BOYNTON BEACH, FL. Back in February 2026, a state inspector walked into a Chevron convenience store on an initial inspection and found the store had been selling hot food, cut fruit, and prepared meals without ever obtaining a valid food permit. That finding was only the beginning.
The Florida Department of Agriculture and Consumer Services conducted the inspection on February 5, 2026, logging 13 total violations, including one priority violation and five priority foundation violations. None were corrected before the inspector arrived. None were marked as repeat violations, because this was the first inspection on record for this location, which is precisely the problem: the store had been operating a food service operation without the state ever having cleared it to do so.
What Inspectors Found
The most direct food safety failure was in the hot holding case in the food service area. The inspector measured the internal temperature of fried chicken wings, buffalo chicken, fried shrimp, rice, and black beans and found readings ranging from 118 to 127 degrees Fahrenheit. State food code requires hot-held food to stay at or above 135 degrees. The store's person in charge reheated the food to 165 degrees on site during the inspection.
Cut watermelon held in an open-air retail case was measured between 43 and 45 degrees Fahrenheit. The legal maximum for cut fruit held cold is 41 degrees. The person in charge moved the watermelon to proper refrigeration during the inspection.
In the processing area, the handwashing sink was blocked by cardboard boxes and a mop bucket. The inspector noted that the person in charge removed the items during the visit. But a blocked handwashing sink in a food prep space is not a minor housekeeping lapse: it is a direct barrier to the single most important contamination-prevention step in any food handling operation.
Multiple prepared foods in the prep reach-in cooler had been held for more than 24 hours without date markings. Those included an open bag of shredded mozzarella cheese, store-made beef curry, fried rice, and black beans. The person in charge applied date labels during the inspection.
The inspector also found bags of rice and sugar stored directly on the processing area floor, cases of chips on the backroom floor, and cases of chicken on the walk-in freezer floor. Soda and milk crates were being used as shelving inside the walk-in cooler. A gap under the back door left the backroom open to insects and rodents.

Exercise set.
[1] Reproduce the food inspection article from "What Inspectors Found" to "site during the inspection.", swapping "hot holding case" for "heated display case".
[2] Carry on the food inspection article from the point at which it stops.

Natural language region descriptions.
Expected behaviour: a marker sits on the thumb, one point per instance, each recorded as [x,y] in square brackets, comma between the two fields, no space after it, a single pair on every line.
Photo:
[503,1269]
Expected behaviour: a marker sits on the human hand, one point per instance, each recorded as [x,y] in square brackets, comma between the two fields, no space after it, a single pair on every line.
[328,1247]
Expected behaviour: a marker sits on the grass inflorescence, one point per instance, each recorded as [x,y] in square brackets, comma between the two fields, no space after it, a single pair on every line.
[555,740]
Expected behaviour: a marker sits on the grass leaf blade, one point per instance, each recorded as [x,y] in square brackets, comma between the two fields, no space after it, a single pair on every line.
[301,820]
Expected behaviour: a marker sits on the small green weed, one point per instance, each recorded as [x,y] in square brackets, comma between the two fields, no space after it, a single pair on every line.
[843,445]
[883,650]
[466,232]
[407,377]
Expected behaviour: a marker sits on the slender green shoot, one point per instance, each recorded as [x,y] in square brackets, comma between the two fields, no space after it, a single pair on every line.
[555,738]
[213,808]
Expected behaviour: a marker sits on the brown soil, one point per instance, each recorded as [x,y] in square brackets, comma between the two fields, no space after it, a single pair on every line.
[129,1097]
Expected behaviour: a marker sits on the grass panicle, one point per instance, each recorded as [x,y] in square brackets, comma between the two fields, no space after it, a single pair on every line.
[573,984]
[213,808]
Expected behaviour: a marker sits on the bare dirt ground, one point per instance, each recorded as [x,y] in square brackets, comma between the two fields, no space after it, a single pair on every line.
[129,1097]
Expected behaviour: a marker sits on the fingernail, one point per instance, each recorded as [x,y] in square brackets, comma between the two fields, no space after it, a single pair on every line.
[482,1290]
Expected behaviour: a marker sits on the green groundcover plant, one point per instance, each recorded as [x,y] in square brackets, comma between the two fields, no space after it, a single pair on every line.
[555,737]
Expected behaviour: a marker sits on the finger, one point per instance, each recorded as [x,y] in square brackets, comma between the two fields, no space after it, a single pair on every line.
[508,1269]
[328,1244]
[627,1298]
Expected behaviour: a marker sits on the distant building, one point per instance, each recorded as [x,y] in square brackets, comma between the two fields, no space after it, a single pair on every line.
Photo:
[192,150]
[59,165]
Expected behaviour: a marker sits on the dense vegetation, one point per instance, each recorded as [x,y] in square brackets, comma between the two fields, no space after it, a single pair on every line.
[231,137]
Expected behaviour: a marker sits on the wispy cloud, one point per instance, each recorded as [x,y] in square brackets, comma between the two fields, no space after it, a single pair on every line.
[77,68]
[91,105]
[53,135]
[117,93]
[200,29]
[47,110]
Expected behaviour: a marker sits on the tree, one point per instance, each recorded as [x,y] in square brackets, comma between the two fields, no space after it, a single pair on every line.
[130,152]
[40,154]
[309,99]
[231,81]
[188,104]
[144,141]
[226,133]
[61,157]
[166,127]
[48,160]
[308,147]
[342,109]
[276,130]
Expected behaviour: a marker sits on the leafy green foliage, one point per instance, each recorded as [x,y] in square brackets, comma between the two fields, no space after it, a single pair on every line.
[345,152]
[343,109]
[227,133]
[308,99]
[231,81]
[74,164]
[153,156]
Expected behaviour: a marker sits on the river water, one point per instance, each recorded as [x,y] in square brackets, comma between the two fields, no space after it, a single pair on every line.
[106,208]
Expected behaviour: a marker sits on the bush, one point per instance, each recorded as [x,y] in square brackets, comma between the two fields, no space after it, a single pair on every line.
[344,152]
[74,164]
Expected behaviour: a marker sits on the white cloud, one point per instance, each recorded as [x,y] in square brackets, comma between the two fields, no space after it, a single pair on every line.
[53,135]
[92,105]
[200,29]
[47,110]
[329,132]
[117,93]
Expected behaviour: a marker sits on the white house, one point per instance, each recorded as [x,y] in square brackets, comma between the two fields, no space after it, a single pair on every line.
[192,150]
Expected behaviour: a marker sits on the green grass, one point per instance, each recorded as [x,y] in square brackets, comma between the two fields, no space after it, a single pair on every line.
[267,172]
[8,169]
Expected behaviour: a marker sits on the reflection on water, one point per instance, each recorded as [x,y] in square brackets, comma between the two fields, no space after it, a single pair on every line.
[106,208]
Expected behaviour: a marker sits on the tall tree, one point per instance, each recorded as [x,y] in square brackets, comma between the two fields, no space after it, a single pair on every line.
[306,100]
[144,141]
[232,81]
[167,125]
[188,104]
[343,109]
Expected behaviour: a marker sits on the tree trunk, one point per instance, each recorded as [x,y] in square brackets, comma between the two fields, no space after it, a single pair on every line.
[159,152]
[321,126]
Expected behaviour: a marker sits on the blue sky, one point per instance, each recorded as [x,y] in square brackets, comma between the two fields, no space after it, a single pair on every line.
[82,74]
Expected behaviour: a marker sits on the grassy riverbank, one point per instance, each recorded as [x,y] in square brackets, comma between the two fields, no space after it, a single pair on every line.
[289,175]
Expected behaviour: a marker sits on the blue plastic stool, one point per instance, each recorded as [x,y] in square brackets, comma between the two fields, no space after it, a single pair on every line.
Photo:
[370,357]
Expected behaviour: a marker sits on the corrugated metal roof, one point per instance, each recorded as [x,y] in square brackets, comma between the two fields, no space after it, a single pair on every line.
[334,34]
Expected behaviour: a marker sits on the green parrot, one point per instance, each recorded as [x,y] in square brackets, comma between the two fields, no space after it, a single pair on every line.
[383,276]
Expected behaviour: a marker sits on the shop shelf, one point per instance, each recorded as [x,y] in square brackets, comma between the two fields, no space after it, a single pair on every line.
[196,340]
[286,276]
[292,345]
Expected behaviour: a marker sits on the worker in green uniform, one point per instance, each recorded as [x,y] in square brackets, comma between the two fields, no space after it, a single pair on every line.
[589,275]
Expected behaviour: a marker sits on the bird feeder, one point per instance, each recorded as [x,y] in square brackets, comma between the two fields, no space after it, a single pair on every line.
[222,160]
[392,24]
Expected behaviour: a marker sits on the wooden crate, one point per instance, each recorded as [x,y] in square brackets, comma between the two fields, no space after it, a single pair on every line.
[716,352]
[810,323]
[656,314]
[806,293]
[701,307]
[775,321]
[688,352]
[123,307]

Written answers.
[1]
What Inspectors Found
The most direct food safety failure was in the heated display case in the food service area. The inspector measured the internal temperature of fried chicken wings, buffalo chicken, fried shrimp, rice, and black beans and found readings ranging from 118 to 127 degrees Fahrenheit. State food code requires hot-held food to stay at or above 135 degrees. The store's person in charge reheated the food to 165 degrees on site during the inspection.

[2]
The Knowledge Gap at the Top
Three of the five priority foundation violations pointed to the same underlying problem: the person in charge did not have basic food safety knowledge.
The inspector found that the person in charge was unable to ensure food employees had been informed in a verifiable way to report illness or symptoms linked to foodborne disease. The same person in charge could not correctly answer questions about foodborne illness, symptoms, or the conditions under which an employee should be restricted from or excluded from food handling. The store also had no written procedures for employees to follow in the event of an accidental vomiting or diarrheal incident, and no chemical sanitizer test kit was available on the premises. There was no certified food protection manager on staff at all.
What These Violations Mean
The temperature violations here carry immediate public health consequences. Hot food held below 135 degrees sits in a bacterial growth zone where pathogens including Salmonella and Staphylococcus aureus can multiply rapidly. Chicken wings and shrimp measured at 118 to 127 degrees at a convenience store hot case may have been at those temperatures for minutes or for hours. The inspector's record does not specify how long the food had been out of temperature range before the visit.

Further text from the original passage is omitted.